[Records from a collection]
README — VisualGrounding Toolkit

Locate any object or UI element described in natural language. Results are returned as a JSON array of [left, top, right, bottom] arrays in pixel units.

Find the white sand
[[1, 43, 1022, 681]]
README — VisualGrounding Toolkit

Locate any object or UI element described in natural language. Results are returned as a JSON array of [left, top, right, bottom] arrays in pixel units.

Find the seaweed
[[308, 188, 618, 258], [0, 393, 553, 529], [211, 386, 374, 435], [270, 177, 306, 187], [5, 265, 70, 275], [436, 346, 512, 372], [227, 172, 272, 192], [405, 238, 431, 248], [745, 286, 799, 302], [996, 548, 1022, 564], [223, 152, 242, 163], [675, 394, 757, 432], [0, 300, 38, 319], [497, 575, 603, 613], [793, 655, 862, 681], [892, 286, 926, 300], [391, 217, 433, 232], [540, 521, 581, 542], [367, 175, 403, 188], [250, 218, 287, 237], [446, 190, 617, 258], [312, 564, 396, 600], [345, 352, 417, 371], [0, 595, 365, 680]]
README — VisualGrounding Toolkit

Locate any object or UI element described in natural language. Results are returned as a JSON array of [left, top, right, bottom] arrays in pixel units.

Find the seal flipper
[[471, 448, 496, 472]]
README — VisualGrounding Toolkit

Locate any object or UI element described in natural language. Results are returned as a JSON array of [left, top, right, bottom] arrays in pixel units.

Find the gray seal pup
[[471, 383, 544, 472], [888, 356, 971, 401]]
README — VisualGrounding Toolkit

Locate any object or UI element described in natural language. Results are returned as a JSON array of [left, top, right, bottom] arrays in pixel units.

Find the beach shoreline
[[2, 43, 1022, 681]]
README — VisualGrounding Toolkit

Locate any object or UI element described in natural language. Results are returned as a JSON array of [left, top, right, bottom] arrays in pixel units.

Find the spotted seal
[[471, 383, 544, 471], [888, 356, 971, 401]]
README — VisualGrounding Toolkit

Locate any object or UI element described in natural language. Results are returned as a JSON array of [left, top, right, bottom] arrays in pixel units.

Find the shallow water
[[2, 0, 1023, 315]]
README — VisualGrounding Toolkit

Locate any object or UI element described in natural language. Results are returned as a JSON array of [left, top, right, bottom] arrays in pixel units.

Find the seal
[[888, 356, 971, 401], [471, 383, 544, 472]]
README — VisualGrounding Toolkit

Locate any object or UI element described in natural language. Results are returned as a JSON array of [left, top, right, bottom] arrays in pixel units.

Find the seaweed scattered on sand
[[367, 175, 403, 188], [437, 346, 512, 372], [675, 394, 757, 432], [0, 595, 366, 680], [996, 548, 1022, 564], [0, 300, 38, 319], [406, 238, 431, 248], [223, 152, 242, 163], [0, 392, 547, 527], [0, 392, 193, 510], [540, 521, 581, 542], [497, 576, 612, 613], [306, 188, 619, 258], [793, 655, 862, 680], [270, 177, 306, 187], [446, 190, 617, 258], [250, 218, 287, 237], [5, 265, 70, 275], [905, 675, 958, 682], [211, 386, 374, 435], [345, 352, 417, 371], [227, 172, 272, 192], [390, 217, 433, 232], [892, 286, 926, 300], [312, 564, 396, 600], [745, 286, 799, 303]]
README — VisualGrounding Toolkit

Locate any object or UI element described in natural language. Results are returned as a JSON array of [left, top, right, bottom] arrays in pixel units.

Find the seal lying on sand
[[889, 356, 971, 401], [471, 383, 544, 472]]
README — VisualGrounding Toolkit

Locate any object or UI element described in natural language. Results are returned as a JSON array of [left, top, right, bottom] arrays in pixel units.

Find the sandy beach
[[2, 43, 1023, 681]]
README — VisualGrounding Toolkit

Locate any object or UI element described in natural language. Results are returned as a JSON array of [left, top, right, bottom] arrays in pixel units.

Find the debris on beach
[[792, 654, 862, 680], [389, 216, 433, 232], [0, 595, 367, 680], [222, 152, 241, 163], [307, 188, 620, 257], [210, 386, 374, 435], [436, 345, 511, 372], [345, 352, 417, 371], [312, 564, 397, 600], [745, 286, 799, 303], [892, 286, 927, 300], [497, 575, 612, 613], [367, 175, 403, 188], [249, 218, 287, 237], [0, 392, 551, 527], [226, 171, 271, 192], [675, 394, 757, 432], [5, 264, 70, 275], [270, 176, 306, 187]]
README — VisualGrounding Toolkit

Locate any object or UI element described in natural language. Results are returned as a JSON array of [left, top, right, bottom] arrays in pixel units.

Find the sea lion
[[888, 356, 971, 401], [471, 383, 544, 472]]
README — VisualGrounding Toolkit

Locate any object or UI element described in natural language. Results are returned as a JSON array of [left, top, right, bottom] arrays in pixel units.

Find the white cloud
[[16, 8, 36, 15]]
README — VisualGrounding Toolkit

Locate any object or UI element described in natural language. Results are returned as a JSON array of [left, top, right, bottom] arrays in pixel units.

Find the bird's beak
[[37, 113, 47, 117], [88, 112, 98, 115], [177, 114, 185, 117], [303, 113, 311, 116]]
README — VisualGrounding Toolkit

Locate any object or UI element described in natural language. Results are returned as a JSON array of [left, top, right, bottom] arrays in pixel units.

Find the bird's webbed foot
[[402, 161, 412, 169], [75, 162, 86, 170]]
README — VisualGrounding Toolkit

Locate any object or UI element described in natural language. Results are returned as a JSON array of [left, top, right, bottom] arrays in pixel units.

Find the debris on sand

» Required work: All of the data above should be set down word for word.

» Result for this task:
README — VisualGrounding Toolkit

Locate any object or UI element described in natural language. Results are returned as a JSON array of [left, top, right, bottom] arrays in pixel units.

Find the white sand
[[1, 43, 1022, 681]]
README — VisualGrounding Toolkit

Locate any object or UI element described in natural language. Results are returned as a JSON array of [left, top, right, bottom] arrays in pixel units.

Find the seaweed
[[308, 188, 618, 258], [0, 393, 553, 529], [211, 386, 374, 435], [270, 177, 306, 187], [5, 265, 70, 275], [436, 346, 512, 372], [227, 172, 272, 192], [405, 238, 431, 248], [745, 286, 799, 302], [996, 548, 1022, 564], [223, 152, 242, 163], [675, 394, 757, 432], [0, 300, 38, 319], [497, 575, 603, 613], [793, 655, 862, 681], [892, 286, 926, 300], [391, 217, 433, 232], [540, 521, 581, 542], [367, 175, 403, 188], [250, 218, 287, 237], [446, 190, 617, 258], [312, 564, 396, 600], [345, 352, 417, 371], [0, 595, 365, 680]]
README — VisualGrounding Toolkit

Locate any object or UI element described in natural language. Results are returned as a JSON array of [left, top, right, bottom] arrays in pixel units.

Find the seal flipper
[[471, 448, 496, 472]]
README — VisualGrounding Toolkit

Locate any object or UI element described in natural language. Results are returned as a JSON array of [left, top, right, bottom] arrays in pixel units.

Find the gray seal pup
[[471, 383, 544, 472], [888, 356, 971, 401]]
README — VisualGrounding Toolkit

Locate any object or UI element described in natural language. Results are returned as a JSON array of [left, top, right, bottom] arrays in pixel units.

Find the beach shoreline
[[2, 43, 1022, 681]]
README — VisualGrounding Toolkit

Locate any object or UI element described in natural language. Results are returned as a JSON array of [left, top, right, bottom] arrays in pixel units.

Find the spotted seal
[[471, 383, 544, 471], [888, 356, 971, 401]]
README — VisualGrounding Toolkit

Locate any object or UI element described in natural language. Results are returned as a JSON array of [left, top, right, bottom] arrays in pixel units.

Find the shallow water
[[2, 0, 1023, 315]]
README — VisualGrounding Toolkit

Locate any object or UI element described in natural language. Results are returned as a JSON array of [left, top, right, bottom] arrays in pixel units.

Find the seal
[[888, 356, 971, 401], [471, 383, 544, 472]]
README — VisualGrounding Toolkit

Locate any object or UI element described in natural language. Results are returned as a JSON array of [left, top, right, bottom] arrays in pixel units.

Find the seaweed scattered on sand
[[367, 175, 403, 188], [437, 346, 512, 372], [675, 394, 757, 432], [0, 595, 366, 680], [996, 548, 1022, 564], [0, 300, 38, 319], [406, 238, 431, 248], [223, 152, 242, 163], [0, 392, 547, 527], [0, 392, 193, 510], [540, 521, 581, 542], [497, 576, 612, 613], [306, 188, 619, 258], [793, 655, 862, 680], [270, 177, 306, 187], [446, 190, 617, 258], [250, 218, 287, 237], [5, 265, 70, 275], [905, 675, 958, 682], [211, 386, 374, 435], [345, 352, 417, 371], [227, 172, 272, 192], [390, 217, 433, 232], [892, 286, 926, 300], [312, 564, 396, 600], [745, 286, 799, 303]]
README — VisualGrounding Toolkit

Locate any object or UI element described in natural language. Results are returned as a JSON array of [left, top, right, bottom] arrays in pixel units.

Find the seal lying on sand
[[889, 356, 971, 401], [471, 383, 544, 472]]
README — VisualGrounding Toolkit

Locate any object or UI element described in natural language. Results are returned as a JSON array of [left, top, right, bottom] arrays in pixel units.

Find the sandy beach
[[2, 43, 1023, 681]]
README — VisualGrounding Toolkit

Locate any object or UI element described in natural language. Results are returned as a JSON array of [left, top, right, bottom] arrays in pixel units.

Find the debris on beach
[[792, 654, 862, 680], [389, 216, 433, 232], [0, 595, 367, 680], [222, 152, 241, 163], [307, 188, 620, 257], [210, 386, 374, 435], [436, 345, 511, 372], [345, 352, 417, 371], [312, 564, 397, 600], [745, 286, 799, 303], [892, 286, 927, 300], [497, 575, 612, 613], [367, 175, 403, 188], [249, 218, 287, 237], [0, 392, 551, 527], [226, 171, 271, 192], [675, 394, 757, 432], [5, 264, 70, 275], [270, 176, 306, 187]]
README — VisualGrounding Toolkit

Locate any object or UI element described in natural language. Results are returned as a JSON array of [left, top, right, bottom] arrays in pixel units.

Find the sea lion
[[888, 356, 971, 401], [471, 383, 544, 472]]
README — VisualGrounding Toolkit

Locate any object or UI element described in natural language. Results are returned as a JSON array of [left, top, right, bottom] arrays in pixel units.

Find the white cloud
[[16, 8, 36, 15]]
README — VisualGrounding Toolkit

Locate any object or UI element described in natural language. Results are returned as a JSON array of [left, top, right, bottom] arrays in pixel units.

Find the bird's beak
[[37, 113, 47, 117], [88, 112, 98, 115], [177, 114, 185, 117], [303, 113, 311, 116]]
README — VisualGrounding Toolkit

Locate any object or UI element described in natural language. Results are returned as a JSON array of [left, top, right, bottom] arrays in pixel units.

Find the bird's webbed foot
[[402, 161, 412, 169], [75, 162, 86, 170]]
README — VisualGrounding Toolkit

Locate any object or UI element described in natural language. Results are returned as a JSON array of [left, top, right, bottom] arrays in pixel units.

Find the debris on sand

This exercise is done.